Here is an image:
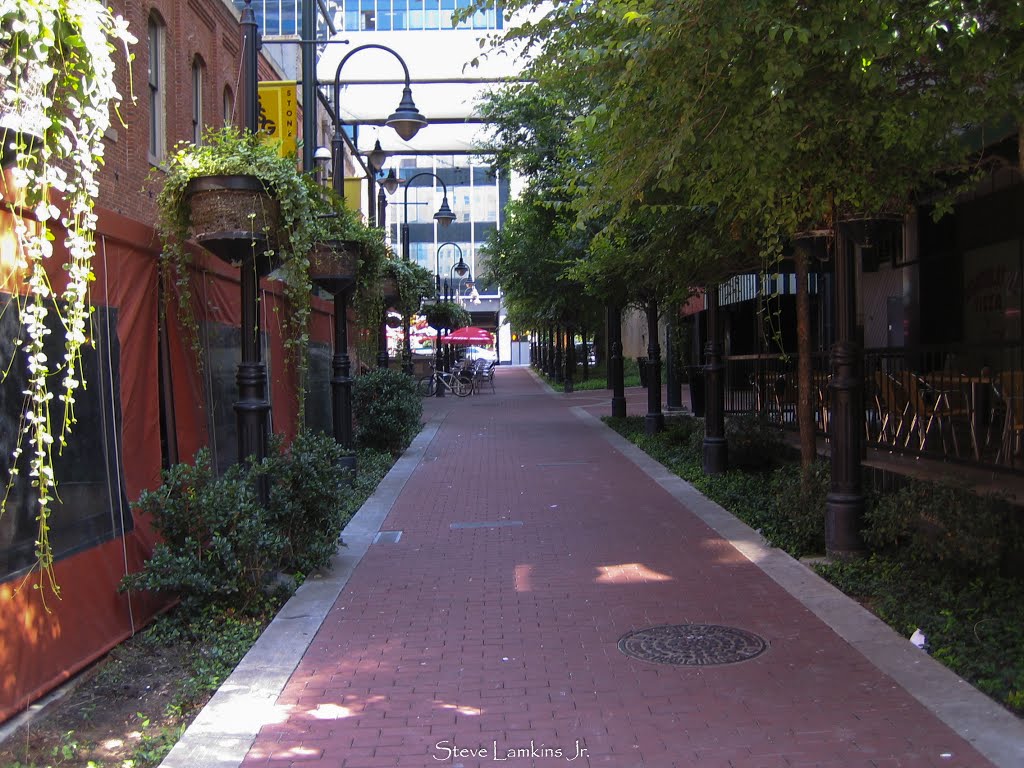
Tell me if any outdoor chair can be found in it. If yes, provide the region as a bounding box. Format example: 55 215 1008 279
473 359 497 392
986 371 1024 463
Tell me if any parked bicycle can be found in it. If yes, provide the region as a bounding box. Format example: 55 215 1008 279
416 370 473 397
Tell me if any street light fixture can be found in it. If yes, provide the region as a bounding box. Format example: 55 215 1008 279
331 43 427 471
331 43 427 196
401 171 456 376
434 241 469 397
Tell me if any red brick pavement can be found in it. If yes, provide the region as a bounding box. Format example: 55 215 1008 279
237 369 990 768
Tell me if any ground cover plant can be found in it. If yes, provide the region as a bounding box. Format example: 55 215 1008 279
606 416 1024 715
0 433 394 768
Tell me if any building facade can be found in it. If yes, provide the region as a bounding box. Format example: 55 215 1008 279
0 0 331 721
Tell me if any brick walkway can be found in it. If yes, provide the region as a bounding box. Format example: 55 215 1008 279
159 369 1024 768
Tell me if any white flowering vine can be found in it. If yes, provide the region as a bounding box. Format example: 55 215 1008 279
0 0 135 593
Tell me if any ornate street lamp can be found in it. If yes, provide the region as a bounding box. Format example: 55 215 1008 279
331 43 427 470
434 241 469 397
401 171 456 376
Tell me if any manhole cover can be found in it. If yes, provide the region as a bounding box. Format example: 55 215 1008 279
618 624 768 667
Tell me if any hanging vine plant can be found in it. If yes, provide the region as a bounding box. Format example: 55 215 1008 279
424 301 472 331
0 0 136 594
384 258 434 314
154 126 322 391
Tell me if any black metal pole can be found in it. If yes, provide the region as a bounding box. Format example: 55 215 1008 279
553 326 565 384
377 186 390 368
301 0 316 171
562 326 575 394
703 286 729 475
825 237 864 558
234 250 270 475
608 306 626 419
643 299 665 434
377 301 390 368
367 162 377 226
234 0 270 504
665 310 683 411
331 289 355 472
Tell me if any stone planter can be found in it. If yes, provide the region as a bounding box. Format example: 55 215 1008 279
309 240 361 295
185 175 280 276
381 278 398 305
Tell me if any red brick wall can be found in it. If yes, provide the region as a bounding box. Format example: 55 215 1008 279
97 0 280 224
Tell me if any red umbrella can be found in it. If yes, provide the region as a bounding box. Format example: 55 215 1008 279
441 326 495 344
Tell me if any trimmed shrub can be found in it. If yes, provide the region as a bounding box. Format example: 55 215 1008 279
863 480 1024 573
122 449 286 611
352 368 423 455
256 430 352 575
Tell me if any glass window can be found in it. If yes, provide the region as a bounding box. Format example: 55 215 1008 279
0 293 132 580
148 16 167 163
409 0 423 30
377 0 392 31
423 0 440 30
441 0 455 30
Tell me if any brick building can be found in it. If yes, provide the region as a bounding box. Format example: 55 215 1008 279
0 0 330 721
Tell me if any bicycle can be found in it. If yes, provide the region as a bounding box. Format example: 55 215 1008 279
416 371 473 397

* * * * *

## [Exercise description]
Print the stretch of the records above from the line that contains "Tell me if any ornate" through the line that contains "154 126 322 391", copying each line exactly.

## [Output]
Tell me if any ornate street lamp can be found in it. If yes, provide the region as a bounding box. Format example: 55 215 1008 279
331 43 427 470
434 241 469 397
401 171 456 376
Tell me if any manhole cover can be found in it. If yes, provide the region as a bounding box. Format example: 55 215 1008 279
618 624 768 667
Tell me if any hanging vine plant can be found in it. If yes, provide the region as a bounding box. Format example: 55 215 1008 279
424 301 472 331
0 0 136 594
384 258 434 314
154 126 322 391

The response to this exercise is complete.